Stated exercise: Please print everything from the line containing "--target step on stage" down to the line containing "M 187 5 L 188", both included, reproducing each line without any change.
---------- Entries shown ----------
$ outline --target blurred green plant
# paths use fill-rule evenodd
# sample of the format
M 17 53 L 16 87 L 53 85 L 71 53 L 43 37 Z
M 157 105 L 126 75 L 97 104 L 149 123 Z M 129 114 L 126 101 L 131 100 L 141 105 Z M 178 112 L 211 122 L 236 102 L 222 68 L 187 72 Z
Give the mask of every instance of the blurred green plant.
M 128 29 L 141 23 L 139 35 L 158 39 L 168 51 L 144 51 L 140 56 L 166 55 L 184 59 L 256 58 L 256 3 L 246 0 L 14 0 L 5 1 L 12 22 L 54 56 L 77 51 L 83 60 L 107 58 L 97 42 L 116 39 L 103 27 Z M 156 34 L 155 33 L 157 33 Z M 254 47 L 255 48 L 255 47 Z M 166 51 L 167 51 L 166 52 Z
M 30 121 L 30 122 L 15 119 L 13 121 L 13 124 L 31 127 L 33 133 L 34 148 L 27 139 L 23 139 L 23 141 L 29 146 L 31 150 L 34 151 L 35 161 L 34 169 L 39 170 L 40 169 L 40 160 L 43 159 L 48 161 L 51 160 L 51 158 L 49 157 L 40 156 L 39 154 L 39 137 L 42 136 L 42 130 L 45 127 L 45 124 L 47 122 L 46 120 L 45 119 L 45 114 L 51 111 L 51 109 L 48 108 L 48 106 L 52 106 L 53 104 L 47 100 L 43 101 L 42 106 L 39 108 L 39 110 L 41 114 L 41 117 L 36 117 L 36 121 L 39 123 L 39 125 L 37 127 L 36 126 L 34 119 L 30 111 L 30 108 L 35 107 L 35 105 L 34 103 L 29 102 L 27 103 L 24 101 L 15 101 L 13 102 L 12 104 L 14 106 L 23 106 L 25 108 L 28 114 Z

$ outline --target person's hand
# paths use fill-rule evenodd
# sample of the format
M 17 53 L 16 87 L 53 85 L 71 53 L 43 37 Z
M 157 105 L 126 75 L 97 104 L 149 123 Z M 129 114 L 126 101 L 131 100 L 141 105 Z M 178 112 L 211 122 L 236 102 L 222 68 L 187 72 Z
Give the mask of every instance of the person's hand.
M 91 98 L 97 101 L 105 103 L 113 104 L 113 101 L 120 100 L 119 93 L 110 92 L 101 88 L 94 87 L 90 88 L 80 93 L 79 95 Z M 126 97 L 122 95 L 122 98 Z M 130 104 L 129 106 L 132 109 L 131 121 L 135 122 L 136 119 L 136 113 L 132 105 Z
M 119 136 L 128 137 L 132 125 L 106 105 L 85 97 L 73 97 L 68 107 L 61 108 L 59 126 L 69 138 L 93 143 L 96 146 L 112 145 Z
----------
---------- Entries shown ----------
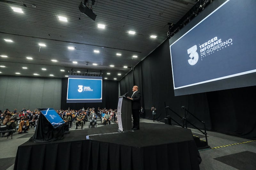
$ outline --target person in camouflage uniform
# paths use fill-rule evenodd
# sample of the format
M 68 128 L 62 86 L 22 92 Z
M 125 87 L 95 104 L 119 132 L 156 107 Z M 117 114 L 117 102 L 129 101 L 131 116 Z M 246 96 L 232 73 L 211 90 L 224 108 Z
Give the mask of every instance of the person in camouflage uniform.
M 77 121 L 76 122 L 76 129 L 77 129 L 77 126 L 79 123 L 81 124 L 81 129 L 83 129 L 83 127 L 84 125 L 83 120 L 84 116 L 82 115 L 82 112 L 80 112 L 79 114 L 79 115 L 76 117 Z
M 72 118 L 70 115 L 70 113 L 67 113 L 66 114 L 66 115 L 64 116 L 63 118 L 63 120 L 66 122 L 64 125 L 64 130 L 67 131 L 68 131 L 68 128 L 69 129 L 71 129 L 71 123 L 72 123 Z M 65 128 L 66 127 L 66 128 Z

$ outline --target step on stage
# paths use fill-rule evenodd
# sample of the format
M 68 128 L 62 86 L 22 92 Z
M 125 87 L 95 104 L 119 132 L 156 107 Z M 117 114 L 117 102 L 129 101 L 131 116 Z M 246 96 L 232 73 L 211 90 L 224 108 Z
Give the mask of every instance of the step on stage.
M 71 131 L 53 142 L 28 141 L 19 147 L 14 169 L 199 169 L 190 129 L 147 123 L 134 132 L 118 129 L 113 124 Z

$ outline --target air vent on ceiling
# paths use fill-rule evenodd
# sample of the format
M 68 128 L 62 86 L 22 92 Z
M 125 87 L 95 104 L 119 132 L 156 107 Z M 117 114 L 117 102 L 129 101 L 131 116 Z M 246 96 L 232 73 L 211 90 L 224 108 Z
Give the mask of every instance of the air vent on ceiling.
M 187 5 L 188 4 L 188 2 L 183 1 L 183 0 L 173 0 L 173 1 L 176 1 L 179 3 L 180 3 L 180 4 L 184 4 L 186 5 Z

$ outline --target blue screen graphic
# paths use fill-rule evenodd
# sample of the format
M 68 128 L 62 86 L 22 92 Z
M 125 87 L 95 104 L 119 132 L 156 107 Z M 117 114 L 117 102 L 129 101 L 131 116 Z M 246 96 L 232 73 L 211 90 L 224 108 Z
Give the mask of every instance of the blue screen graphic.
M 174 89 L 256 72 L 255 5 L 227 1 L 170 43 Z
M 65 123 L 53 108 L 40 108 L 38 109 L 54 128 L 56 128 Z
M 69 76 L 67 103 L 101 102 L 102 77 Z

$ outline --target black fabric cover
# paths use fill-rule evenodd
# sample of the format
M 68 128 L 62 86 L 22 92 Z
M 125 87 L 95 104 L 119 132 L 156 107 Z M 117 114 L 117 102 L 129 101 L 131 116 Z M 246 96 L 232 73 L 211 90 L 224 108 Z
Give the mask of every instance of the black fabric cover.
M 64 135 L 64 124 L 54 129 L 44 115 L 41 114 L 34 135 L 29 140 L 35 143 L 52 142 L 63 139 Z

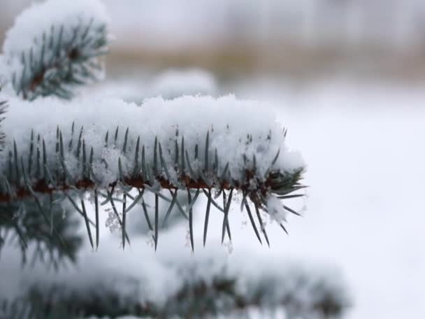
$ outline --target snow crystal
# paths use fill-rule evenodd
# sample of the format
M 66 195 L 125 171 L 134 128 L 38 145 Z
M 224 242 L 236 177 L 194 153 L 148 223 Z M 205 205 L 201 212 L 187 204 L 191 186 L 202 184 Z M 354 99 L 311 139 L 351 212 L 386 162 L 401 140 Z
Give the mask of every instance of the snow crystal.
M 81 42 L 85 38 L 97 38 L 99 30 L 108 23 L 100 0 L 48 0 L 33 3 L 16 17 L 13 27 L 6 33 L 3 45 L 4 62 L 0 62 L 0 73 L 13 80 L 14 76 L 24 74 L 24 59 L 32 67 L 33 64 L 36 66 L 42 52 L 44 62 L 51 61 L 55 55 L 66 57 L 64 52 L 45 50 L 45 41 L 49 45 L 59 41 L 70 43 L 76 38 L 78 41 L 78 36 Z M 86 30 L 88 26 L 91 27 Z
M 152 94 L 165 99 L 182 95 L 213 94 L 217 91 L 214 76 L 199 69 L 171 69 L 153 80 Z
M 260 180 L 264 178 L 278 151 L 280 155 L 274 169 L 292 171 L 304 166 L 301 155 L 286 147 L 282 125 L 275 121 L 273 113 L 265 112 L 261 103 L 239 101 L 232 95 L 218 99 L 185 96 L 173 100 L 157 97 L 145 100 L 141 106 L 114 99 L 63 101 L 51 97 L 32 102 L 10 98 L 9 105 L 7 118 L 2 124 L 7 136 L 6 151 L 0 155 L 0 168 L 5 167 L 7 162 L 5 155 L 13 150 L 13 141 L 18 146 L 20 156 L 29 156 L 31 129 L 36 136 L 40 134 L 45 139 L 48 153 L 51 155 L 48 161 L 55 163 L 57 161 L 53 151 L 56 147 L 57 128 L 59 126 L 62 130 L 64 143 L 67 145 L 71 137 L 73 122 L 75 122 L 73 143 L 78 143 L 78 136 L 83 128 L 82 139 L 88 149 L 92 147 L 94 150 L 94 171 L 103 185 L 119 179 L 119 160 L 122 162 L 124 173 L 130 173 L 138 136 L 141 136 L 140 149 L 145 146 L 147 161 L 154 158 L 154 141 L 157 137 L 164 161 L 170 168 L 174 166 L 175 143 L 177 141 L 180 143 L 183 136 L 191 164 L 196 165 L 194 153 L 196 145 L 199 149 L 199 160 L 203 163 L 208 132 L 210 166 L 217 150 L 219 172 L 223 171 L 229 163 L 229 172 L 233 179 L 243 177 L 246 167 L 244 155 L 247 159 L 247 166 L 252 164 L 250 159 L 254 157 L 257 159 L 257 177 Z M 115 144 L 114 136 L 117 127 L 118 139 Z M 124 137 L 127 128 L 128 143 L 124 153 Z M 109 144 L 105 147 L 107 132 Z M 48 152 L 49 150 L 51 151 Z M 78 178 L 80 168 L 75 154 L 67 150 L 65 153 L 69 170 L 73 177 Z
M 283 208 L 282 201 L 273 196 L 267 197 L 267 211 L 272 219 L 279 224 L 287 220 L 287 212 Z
----------
Written answer:
$ outline --target step on stage
# paths use fill-rule evenodd
# sample of the format
M 68 128 L 62 86 L 22 92 Z
M 125 87 L 95 104 L 119 132 L 156 107 Z M 117 114 L 117 102 L 129 101 L 131 116 Z M 246 96 L 232 73 L 211 90 L 224 108 Z
Give the mask of every instance of the step on stage.
M 71 131 L 53 142 L 28 141 L 19 147 L 14 169 L 199 169 L 190 129 L 147 123 L 134 132 L 118 129 L 113 124 Z

$ outline --target air vent on ceiling
# paths use fill-rule evenodd
# sample of the format
M 68 128 L 62 86 L 22 92 Z
M 125 87 L 95 104 L 119 132 L 156 107 Z M 117 114 L 117 102 L 129 101 L 131 116 Z M 246 96 L 232 73 L 211 90 L 224 108 Z
Give the mask of every instance of the air vent on ceiling.
M 187 5 L 188 4 L 188 2 L 183 1 L 183 0 L 173 0 L 173 1 L 176 1 L 179 3 L 180 3 L 180 4 L 184 4 L 186 5 Z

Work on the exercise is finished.